Material supplied
+ + +
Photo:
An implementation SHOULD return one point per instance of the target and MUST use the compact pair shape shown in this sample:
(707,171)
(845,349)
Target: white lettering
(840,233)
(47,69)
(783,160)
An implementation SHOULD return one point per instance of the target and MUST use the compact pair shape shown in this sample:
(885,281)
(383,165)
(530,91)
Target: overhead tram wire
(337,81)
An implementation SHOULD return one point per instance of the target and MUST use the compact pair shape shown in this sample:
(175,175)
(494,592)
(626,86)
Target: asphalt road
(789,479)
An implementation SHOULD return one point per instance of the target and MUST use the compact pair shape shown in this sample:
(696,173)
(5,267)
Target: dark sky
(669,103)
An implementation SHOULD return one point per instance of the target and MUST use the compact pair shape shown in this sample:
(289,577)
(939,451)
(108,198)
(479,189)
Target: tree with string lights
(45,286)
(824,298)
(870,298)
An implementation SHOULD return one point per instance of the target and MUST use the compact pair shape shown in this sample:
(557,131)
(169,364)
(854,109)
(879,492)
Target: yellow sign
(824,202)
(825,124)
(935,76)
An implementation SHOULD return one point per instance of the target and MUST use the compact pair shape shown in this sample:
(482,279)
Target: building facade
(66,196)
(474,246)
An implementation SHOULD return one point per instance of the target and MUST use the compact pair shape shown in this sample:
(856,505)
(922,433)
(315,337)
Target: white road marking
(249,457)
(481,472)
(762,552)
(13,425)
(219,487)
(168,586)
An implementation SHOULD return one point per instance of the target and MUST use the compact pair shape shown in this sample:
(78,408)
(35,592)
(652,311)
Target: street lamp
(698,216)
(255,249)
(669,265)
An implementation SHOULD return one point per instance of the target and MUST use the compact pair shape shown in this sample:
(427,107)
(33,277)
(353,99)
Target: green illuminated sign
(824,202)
+ + +
Copy down the material exactly as written.

Response to this exercise
Photo:
An implementation SHOULD return one point per instance of the target and MUST use the compact pair shape shown in this sample:
(707,171)
(845,349)
Target: white lettering
(840,233)
(47,69)
(783,160)
An implementation SHOULD return one point per instance of the target and MUST use the compact pair shape shown in this sample:
(885,281)
(383,165)
(530,91)
Target: overhead tram wire
(337,81)
An implementation SHOULD return one point per instance of the target and MUST use the compact pair shape shown in this sample:
(175,175)
(494,592)
(626,86)
Target: asphalt road
(789,479)
An implementation SHOULD return one point per instance of the target and MUST use the compact pair shape shown in this sample:
(696,173)
(5,267)
Target: dark sky
(669,103)
An implementation SHOULD return one point per instance of the target and MUST use the compact pair shape shown in this sample:
(289,577)
(939,451)
(108,198)
(479,189)
Target: tree with string lights
(45,286)
(824,298)
(870,298)
An implementation SHOULD return one point per instance of the target and MUST use the compact pair shape shown in this sample:
(557,131)
(169,364)
(854,109)
(879,492)
Target: yellow sign
(824,202)
(825,124)
(935,76)
An implementation SHOULD return one point per instance of the target and MUST use the compact pair shape shown in this sample:
(482,279)
Target: building facade
(66,196)
(474,246)
An implementation SHOULD return one point per instance of the target and MUST use the compact pair shape shown in this sample:
(856,505)
(922,433)
(315,337)
Target: white road marking
(249,457)
(481,472)
(762,552)
(13,425)
(219,487)
(168,586)
An implementation SHOULD return one point per instance of the target and MUST use the compact pair shape shown in this sample:
(78,408)
(35,592)
(652,311)
Target: street lamp
(698,216)
(255,249)
(669,265)
An implementation SHOULD return one point per instance of the target and MUST use the compact pair shape shown in this sample:
(427,107)
(33,277)
(353,99)
Target: green illuminated sign
(824,202)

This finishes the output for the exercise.